(Extracted text)
____________________

2022 Music on the Strait
Port Angeles is an unlikely location to hear world class chamber music performances. The town sits on the north shore of Washington’s Olympic Peninsula, its downtown hugging the Strait of Juan de Fuca. To the south, the Olympic Mountains rise above the city.
It grew rapidly back when timber was a driving economic force for the region, but today its growth is driven by geography. Balanced between sea and mountain, it is a top tourist destination and the seat of government for a sprawling county. Recreation, agriculture and environmental rehabilitation are also major economic drivers in this arguably ‘post-timber’ era, and signs of all of dot the Port Angeles downtown and outskirts. But the transition has not been without pain: in some areas, vacant storefronts are conspicuous and streets are lined with battered motels and discount stores.
In that regard, Port Angeles is like many other regions of the United States which have seen a mixture of success and setback in an increasingly chaotic globalized economy. Among those successes is Port Angeles’s continued cultural relevance, and one of the crown jewels is relatively new: Music on the Strait, a summer chamber music festival. It was founded by two musicians who call the region home: Richard O’Neill, a Grammy Award-winning violist who grew up in nearby Sequim, and James Garlick, who grew up in Port Angeles and is now a violinist with the Minnesota Orchestra. When the two launched Music on the Strait in 2018, they immediately began bringing some of the world’s best classical musicians – among them colleagues and friends – to Port Angeles to perform and educate local music students.

____________________

(Provided information)
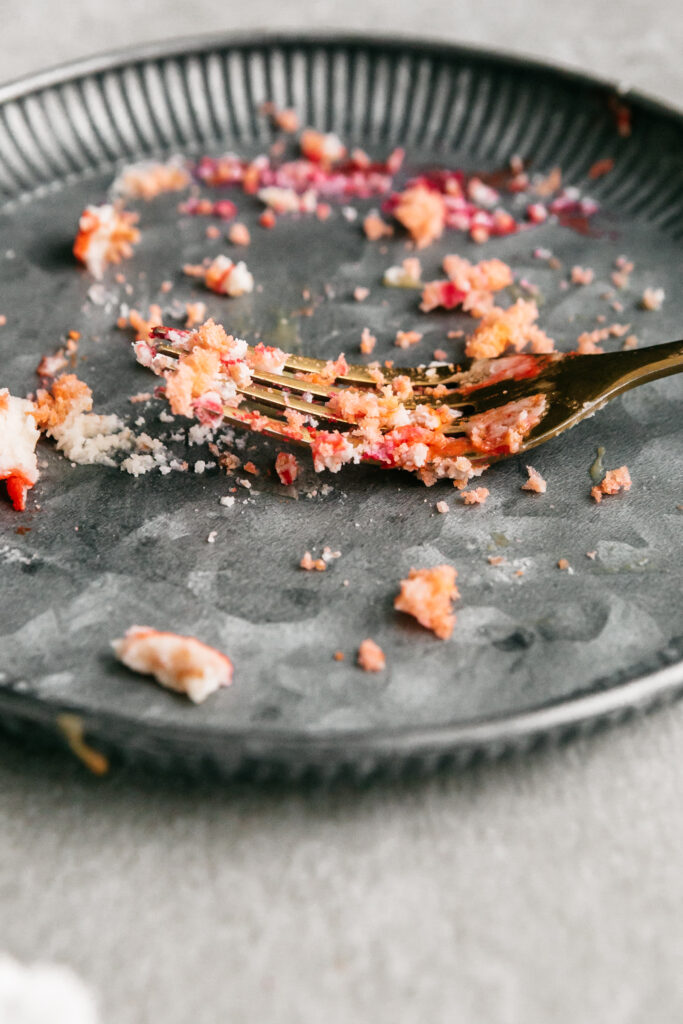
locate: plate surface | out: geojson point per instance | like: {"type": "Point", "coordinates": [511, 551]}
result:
{"type": "Point", "coordinates": [536, 650]}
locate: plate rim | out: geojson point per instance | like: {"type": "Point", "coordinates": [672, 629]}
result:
{"type": "Point", "coordinates": [499, 733]}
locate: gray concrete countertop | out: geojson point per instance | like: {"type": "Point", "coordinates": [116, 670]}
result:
{"type": "Point", "coordinates": [545, 888]}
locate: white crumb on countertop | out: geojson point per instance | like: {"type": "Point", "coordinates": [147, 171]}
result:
{"type": "Point", "coordinates": [43, 993]}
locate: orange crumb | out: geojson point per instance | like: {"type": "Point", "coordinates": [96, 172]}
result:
{"type": "Point", "coordinates": [287, 467]}
{"type": "Point", "coordinates": [407, 338]}
{"type": "Point", "coordinates": [368, 341]}
{"type": "Point", "coordinates": [53, 407]}
{"type": "Point", "coordinates": [427, 594]}
{"type": "Point", "coordinates": [476, 497]}
{"type": "Point", "coordinates": [371, 656]}
{"type": "Point", "coordinates": [422, 212]}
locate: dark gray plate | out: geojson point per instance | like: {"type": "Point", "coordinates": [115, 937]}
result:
{"type": "Point", "coordinates": [536, 653]}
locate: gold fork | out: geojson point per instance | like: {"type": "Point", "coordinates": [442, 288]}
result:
{"type": "Point", "coordinates": [573, 387]}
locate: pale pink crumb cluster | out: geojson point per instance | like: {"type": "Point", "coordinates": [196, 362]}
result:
{"type": "Point", "coordinates": [105, 235]}
{"type": "Point", "coordinates": [469, 286]}
{"type": "Point", "coordinates": [652, 299]}
{"type": "Point", "coordinates": [239, 235]}
{"type": "Point", "coordinates": [536, 482]}
{"type": "Point", "coordinates": [148, 179]}
{"type": "Point", "coordinates": [513, 328]}
{"type": "Point", "coordinates": [178, 663]}
{"type": "Point", "coordinates": [18, 436]}
{"type": "Point", "coordinates": [309, 563]}
{"type": "Point", "coordinates": [614, 480]}
{"type": "Point", "coordinates": [222, 275]}
{"type": "Point", "coordinates": [371, 656]}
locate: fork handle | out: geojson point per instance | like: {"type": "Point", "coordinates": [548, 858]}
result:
{"type": "Point", "coordinates": [641, 365]}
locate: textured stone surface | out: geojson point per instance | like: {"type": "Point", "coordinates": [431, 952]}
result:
{"type": "Point", "coordinates": [506, 894]}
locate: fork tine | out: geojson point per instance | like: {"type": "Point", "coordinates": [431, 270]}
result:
{"type": "Point", "coordinates": [280, 399]}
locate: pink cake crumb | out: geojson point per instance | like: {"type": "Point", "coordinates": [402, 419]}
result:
{"type": "Point", "coordinates": [239, 235]}
{"type": "Point", "coordinates": [582, 275]}
{"type": "Point", "coordinates": [287, 468]}
{"type": "Point", "coordinates": [652, 299]}
{"type": "Point", "coordinates": [371, 656]}
{"type": "Point", "coordinates": [536, 482]}
{"type": "Point", "coordinates": [309, 563]}
{"type": "Point", "coordinates": [427, 594]}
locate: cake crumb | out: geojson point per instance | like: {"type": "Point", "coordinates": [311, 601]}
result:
{"type": "Point", "coordinates": [536, 482]}
{"type": "Point", "coordinates": [404, 339]}
{"type": "Point", "coordinates": [427, 594]}
{"type": "Point", "coordinates": [287, 468]}
{"type": "Point", "coordinates": [179, 663]}
{"type": "Point", "coordinates": [477, 496]}
{"type": "Point", "coordinates": [368, 341]}
{"type": "Point", "coordinates": [582, 275]}
{"type": "Point", "coordinates": [239, 235]}
{"type": "Point", "coordinates": [309, 563]}
{"type": "Point", "coordinates": [652, 299]}
{"type": "Point", "coordinates": [371, 656]}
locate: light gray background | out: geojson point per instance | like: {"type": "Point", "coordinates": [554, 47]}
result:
{"type": "Point", "coordinates": [543, 889]}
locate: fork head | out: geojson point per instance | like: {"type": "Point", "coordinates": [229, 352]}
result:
{"type": "Point", "coordinates": [492, 410]}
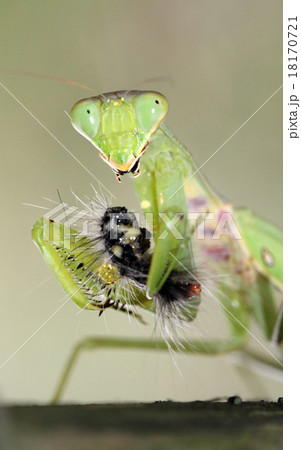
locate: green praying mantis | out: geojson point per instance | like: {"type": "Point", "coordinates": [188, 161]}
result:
{"type": "Point", "coordinates": [190, 223]}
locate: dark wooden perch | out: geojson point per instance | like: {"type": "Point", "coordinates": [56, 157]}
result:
{"type": "Point", "coordinates": [161, 425]}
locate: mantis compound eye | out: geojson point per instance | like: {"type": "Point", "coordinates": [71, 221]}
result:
{"type": "Point", "coordinates": [151, 109]}
{"type": "Point", "coordinates": [85, 117]}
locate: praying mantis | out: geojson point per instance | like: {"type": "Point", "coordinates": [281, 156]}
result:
{"type": "Point", "coordinates": [190, 223]}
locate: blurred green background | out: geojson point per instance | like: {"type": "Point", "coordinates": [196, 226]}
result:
{"type": "Point", "coordinates": [220, 62]}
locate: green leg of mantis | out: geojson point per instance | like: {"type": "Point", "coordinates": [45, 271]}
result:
{"type": "Point", "coordinates": [92, 343]}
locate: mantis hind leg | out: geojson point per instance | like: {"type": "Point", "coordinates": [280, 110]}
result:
{"type": "Point", "coordinates": [93, 343]}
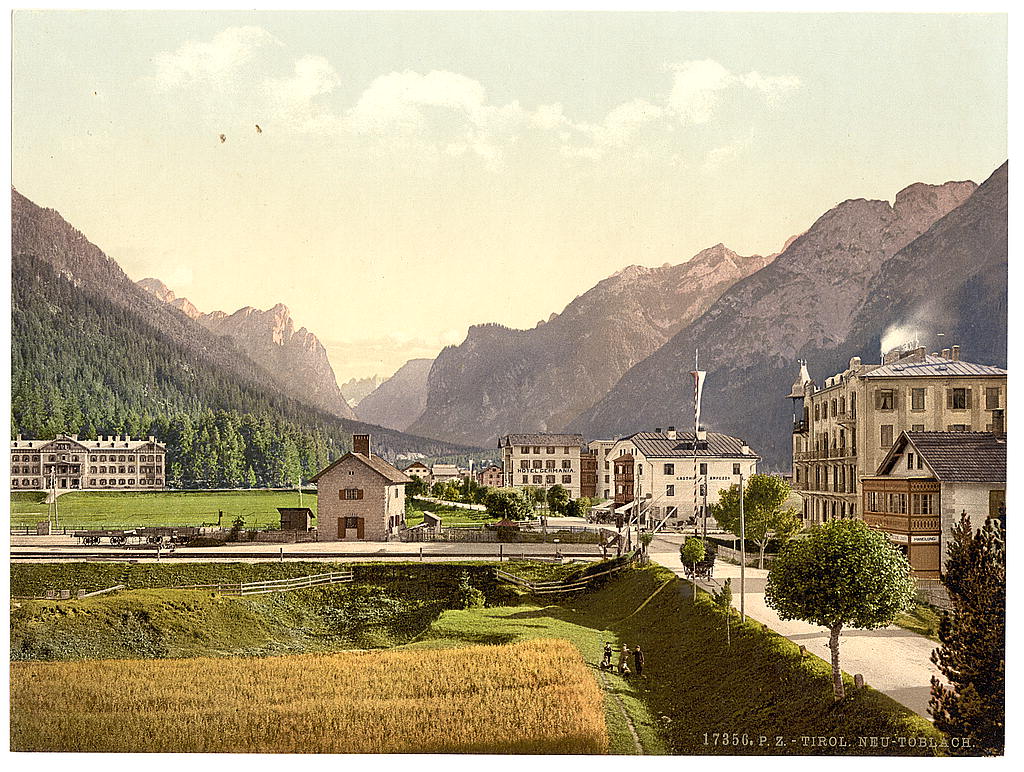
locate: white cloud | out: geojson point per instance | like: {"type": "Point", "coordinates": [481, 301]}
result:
{"type": "Point", "coordinates": [395, 101]}
{"type": "Point", "coordinates": [296, 98]}
{"type": "Point", "coordinates": [699, 87]}
{"type": "Point", "coordinates": [695, 87]}
{"type": "Point", "coordinates": [773, 87]}
{"type": "Point", "coordinates": [196, 60]}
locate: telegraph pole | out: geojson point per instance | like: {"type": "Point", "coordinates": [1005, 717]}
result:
{"type": "Point", "coordinates": [742, 555]}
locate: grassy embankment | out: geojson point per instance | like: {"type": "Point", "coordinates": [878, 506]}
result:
{"type": "Point", "coordinates": [693, 683]}
{"type": "Point", "coordinates": [129, 510]}
{"type": "Point", "coordinates": [450, 515]}
{"type": "Point", "coordinates": [535, 697]}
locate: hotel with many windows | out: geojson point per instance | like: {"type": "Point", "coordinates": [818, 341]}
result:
{"type": "Point", "coordinates": [68, 463]}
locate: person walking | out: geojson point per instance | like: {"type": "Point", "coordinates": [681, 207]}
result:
{"type": "Point", "coordinates": [638, 660]}
{"type": "Point", "coordinates": [624, 660]}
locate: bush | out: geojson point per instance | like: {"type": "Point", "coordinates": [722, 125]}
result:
{"type": "Point", "coordinates": [206, 542]}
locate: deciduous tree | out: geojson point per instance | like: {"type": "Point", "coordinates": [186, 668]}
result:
{"type": "Point", "coordinates": [973, 634]}
{"type": "Point", "coordinates": [842, 574]}
{"type": "Point", "coordinates": [765, 518]}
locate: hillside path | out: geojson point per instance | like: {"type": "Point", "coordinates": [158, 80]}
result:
{"type": "Point", "coordinates": [892, 659]}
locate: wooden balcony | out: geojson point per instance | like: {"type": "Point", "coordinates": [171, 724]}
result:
{"type": "Point", "coordinates": [903, 523]}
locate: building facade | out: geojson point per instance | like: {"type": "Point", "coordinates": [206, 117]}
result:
{"type": "Point", "coordinates": [844, 429]}
{"type": "Point", "coordinates": [359, 497]}
{"type": "Point", "coordinates": [542, 461]}
{"type": "Point", "coordinates": [491, 476]}
{"type": "Point", "coordinates": [674, 476]}
{"type": "Point", "coordinates": [926, 481]}
{"type": "Point", "coordinates": [419, 470]}
{"type": "Point", "coordinates": [67, 463]}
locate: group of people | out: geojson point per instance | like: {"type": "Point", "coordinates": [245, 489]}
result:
{"type": "Point", "coordinates": [624, 659]}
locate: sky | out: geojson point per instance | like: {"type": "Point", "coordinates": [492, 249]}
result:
{"type": "Point", "coordinates": [417, 173]}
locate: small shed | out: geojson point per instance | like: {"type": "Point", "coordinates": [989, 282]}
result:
{"type": "Point", "coordinates": [296, 518]}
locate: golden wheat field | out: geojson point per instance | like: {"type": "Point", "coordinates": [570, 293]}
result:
{"type": "Point", "coordinates": [531, 697]}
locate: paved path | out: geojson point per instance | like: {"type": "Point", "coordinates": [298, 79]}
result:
{"type": "Point", "coordinates": [893, 660]}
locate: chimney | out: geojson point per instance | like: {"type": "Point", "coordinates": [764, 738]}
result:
{"type": "Point", "coordinates": [998, 424]}
{"type": "Point", "coordinates": [360, 444]}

____________________

(Given problem)
In the Port Angeles article, which orchestra does James Garlick play violin with? Answer from the Port Angeles article alone.

(Reply)
The Minnesota Orchestra.